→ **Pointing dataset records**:

● ● ● ●

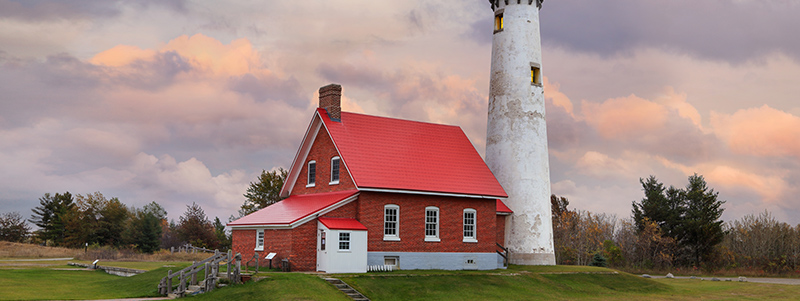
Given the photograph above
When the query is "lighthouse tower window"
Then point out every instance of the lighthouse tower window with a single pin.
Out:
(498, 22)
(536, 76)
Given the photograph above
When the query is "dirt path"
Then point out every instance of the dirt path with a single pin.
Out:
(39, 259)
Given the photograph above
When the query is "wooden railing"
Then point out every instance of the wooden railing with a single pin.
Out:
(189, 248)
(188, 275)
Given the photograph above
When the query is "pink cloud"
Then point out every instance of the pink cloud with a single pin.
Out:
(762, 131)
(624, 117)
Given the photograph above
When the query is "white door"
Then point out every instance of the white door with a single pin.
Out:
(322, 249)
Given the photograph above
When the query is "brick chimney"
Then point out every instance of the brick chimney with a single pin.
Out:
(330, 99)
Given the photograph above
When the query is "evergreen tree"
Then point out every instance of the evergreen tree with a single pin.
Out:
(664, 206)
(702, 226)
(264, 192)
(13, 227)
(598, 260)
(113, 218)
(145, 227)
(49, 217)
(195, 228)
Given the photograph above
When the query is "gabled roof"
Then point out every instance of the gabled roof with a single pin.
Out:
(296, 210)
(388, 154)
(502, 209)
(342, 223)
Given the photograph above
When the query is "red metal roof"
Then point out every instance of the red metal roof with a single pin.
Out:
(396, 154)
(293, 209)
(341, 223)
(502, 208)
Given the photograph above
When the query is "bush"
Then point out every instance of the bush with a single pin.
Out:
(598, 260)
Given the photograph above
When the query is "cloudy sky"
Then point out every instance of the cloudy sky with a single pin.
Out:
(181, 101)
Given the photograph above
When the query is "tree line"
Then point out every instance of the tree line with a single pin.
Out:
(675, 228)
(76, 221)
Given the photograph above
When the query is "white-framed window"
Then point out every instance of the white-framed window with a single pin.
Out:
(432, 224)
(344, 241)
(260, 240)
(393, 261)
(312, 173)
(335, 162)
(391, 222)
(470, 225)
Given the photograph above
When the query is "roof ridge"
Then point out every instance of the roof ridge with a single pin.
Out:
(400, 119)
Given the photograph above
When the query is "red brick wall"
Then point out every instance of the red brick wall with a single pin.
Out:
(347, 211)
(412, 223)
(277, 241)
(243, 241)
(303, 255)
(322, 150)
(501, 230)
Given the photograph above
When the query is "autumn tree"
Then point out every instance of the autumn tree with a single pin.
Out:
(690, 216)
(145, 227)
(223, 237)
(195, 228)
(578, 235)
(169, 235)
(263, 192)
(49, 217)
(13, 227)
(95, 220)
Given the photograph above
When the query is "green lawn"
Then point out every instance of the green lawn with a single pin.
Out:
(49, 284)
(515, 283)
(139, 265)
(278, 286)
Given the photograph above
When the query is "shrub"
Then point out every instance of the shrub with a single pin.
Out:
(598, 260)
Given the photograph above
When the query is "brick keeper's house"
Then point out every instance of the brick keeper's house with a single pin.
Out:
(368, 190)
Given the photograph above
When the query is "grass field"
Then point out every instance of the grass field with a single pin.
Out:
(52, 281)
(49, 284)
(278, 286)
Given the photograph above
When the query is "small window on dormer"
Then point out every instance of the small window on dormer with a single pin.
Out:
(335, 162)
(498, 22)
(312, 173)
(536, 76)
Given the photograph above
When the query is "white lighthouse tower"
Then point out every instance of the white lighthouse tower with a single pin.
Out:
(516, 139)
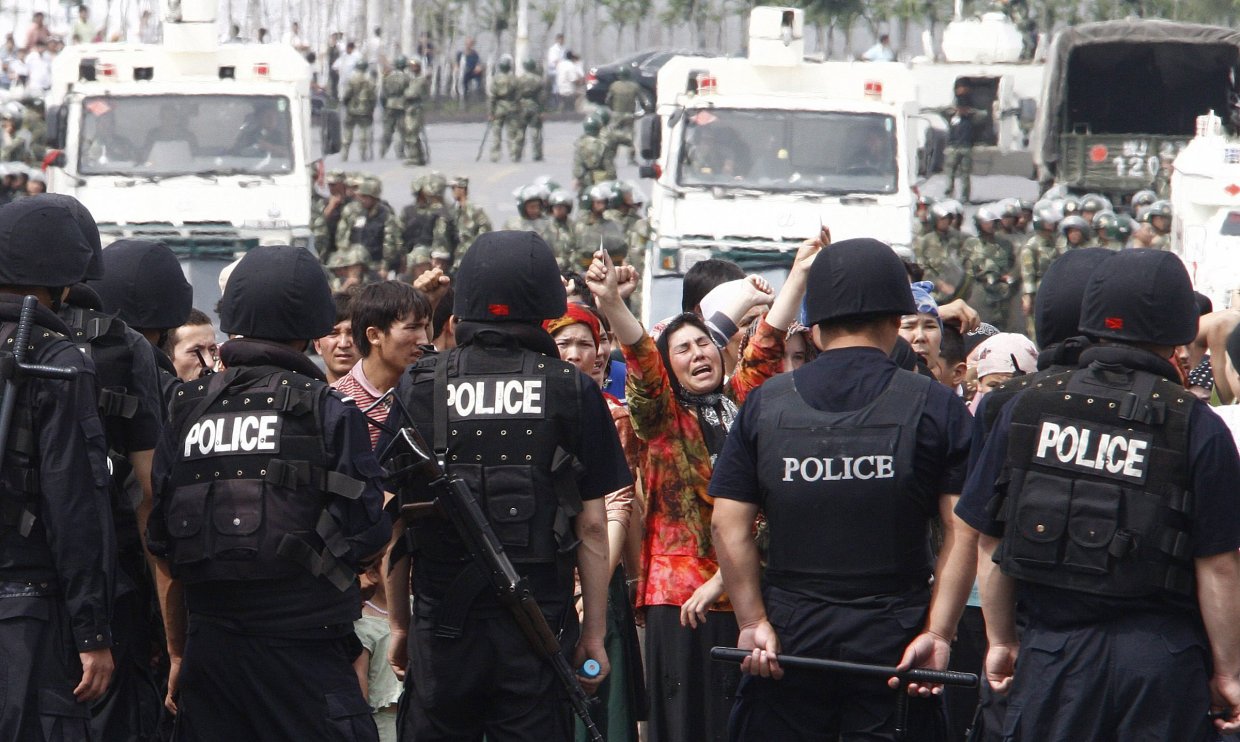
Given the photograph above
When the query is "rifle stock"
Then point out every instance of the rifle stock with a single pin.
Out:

● ● ● ●

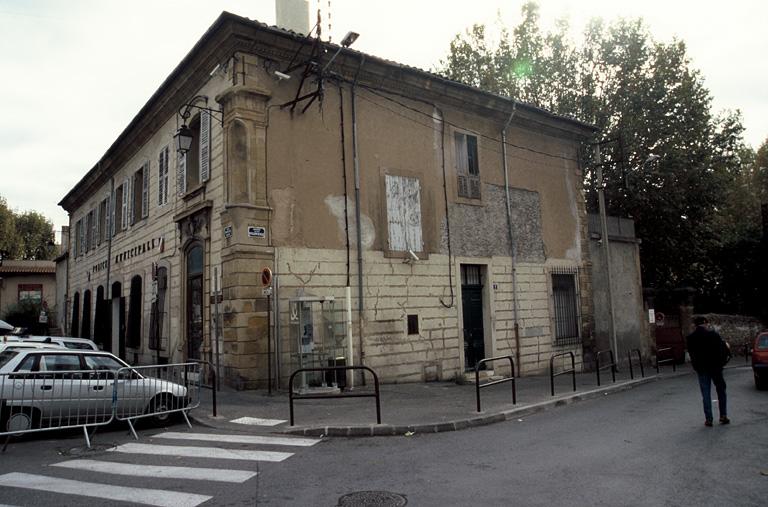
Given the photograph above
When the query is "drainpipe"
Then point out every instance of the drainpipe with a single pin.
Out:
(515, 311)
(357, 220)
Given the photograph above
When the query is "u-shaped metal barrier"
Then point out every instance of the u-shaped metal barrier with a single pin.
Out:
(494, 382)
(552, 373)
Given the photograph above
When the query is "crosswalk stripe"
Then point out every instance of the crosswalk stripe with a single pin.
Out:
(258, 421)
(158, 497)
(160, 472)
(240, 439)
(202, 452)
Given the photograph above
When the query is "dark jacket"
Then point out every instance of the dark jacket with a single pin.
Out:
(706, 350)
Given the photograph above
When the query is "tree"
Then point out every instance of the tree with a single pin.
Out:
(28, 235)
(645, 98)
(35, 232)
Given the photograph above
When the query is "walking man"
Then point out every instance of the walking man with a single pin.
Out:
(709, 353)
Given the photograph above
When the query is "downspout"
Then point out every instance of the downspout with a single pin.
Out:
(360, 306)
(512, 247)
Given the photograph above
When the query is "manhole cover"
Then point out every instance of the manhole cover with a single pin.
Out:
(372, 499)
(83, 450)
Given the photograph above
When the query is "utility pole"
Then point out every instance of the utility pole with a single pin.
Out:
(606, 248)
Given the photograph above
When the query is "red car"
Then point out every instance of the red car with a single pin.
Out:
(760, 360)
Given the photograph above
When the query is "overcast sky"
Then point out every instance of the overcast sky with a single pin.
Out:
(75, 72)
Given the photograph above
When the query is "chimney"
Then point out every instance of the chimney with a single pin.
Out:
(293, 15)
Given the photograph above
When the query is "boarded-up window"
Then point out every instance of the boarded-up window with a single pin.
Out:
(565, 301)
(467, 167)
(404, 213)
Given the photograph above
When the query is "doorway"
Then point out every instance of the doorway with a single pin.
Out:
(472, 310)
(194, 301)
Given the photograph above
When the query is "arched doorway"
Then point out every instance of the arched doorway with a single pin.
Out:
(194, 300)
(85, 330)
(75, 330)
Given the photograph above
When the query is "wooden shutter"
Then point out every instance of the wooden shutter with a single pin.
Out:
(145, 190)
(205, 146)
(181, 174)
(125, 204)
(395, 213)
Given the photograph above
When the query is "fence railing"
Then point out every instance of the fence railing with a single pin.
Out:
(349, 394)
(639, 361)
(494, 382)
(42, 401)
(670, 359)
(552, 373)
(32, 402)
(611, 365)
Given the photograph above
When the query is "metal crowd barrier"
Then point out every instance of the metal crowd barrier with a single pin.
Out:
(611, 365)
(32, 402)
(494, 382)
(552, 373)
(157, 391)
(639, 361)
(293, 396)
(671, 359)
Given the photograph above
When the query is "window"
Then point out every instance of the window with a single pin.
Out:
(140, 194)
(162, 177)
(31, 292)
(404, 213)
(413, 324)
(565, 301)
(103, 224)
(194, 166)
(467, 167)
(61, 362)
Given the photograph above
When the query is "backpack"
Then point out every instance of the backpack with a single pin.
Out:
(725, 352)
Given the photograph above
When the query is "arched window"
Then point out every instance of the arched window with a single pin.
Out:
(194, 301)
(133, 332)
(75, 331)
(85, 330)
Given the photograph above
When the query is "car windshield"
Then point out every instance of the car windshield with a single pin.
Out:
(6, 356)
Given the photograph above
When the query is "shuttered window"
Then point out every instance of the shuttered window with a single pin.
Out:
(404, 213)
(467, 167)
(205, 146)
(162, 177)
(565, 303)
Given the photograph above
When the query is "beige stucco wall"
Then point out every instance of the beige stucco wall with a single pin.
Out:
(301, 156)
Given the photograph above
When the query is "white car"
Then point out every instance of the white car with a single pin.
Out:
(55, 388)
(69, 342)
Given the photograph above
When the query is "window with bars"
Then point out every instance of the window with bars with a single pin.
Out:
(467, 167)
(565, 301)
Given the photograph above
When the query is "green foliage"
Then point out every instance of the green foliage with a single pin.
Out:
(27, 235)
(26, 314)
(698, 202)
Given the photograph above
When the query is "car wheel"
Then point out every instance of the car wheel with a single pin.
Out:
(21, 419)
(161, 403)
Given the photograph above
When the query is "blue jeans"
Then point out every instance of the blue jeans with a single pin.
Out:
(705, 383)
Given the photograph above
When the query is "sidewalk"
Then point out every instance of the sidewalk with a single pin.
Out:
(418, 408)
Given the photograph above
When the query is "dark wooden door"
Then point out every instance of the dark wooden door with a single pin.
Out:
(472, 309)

● ● ● ●

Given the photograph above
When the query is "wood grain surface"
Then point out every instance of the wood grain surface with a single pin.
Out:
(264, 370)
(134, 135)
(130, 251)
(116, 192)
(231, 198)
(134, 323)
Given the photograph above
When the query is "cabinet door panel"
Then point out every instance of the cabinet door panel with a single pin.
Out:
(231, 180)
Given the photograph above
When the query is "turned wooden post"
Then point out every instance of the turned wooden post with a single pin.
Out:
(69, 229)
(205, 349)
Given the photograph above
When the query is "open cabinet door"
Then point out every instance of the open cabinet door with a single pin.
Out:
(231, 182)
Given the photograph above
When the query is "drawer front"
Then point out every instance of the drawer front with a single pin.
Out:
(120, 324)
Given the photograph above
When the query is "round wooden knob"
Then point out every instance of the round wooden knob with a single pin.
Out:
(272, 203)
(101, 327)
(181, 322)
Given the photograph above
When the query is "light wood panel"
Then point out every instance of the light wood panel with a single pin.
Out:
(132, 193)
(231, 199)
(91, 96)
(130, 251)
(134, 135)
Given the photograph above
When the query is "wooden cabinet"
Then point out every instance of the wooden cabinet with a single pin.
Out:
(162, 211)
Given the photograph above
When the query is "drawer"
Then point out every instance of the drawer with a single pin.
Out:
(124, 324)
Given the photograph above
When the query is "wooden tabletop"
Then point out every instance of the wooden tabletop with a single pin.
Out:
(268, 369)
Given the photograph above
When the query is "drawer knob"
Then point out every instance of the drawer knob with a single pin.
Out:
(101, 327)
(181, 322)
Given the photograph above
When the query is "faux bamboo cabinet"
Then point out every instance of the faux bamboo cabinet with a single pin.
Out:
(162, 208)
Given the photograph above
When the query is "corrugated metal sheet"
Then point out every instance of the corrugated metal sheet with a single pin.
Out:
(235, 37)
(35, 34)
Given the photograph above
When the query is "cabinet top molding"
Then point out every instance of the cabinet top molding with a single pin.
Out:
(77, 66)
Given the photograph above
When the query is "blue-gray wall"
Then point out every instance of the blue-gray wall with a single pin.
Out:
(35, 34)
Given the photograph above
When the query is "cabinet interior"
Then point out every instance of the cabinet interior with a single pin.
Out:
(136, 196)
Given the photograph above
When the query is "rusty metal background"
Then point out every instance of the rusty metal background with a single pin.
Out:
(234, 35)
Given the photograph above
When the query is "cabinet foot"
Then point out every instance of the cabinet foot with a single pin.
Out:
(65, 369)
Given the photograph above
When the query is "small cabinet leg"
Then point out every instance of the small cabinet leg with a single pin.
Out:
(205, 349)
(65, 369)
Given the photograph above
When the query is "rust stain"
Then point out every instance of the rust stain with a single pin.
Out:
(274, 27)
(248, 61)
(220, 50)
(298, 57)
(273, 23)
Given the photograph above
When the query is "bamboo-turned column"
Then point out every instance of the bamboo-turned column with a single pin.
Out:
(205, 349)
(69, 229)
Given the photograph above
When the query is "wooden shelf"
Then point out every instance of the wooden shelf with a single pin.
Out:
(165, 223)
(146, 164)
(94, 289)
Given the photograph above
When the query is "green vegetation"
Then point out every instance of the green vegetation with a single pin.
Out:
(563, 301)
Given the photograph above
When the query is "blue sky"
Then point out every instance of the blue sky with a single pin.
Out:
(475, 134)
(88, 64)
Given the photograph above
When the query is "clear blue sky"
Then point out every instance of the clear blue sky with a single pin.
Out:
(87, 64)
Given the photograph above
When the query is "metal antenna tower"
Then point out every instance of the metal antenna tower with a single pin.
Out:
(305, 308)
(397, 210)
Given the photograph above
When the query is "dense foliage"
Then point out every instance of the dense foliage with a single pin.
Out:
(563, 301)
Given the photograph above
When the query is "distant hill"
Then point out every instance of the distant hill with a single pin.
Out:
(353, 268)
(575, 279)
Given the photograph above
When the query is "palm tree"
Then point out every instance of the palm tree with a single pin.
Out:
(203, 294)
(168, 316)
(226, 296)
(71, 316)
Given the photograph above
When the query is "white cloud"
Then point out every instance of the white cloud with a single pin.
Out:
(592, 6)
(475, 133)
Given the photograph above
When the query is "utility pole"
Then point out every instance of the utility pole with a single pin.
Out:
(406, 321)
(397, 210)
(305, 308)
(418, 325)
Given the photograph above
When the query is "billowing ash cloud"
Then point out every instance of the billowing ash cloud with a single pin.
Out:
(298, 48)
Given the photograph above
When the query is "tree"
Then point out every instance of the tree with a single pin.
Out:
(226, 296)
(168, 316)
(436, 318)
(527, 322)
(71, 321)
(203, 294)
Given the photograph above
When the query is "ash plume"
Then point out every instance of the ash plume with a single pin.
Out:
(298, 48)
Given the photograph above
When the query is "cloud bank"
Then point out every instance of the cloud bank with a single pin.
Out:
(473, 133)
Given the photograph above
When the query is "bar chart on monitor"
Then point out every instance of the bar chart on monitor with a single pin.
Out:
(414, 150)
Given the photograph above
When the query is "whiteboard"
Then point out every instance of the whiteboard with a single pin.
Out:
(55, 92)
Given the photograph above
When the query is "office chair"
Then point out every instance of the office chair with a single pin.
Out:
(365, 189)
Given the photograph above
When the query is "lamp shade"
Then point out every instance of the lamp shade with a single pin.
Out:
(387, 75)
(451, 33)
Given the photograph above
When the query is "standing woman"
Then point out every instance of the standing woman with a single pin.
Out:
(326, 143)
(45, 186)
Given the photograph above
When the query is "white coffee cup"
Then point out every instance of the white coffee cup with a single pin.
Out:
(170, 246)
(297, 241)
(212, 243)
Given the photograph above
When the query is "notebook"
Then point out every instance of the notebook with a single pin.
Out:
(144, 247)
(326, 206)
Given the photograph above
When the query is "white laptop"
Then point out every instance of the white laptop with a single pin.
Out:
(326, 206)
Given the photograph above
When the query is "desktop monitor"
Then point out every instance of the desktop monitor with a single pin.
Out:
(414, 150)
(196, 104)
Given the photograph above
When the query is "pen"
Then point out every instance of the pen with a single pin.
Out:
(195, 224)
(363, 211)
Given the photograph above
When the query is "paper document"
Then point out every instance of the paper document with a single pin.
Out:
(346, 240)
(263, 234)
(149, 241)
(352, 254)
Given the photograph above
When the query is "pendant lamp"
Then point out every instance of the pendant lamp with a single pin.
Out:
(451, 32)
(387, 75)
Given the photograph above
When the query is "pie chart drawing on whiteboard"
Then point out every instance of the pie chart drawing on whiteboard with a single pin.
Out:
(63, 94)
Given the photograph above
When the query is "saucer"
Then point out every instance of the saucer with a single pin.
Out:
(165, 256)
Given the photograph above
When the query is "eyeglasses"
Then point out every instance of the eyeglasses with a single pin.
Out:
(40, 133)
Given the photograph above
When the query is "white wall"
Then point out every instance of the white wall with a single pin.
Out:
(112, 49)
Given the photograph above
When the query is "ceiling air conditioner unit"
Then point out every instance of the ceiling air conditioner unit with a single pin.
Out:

● ● ● ●

→ **TASK STATEMENT**: Return every line of the records above that contains the string "grass".

→ **THE RESPONSE**:
When the query is "grass field"
Then point out every instance of the grass field with a single pin.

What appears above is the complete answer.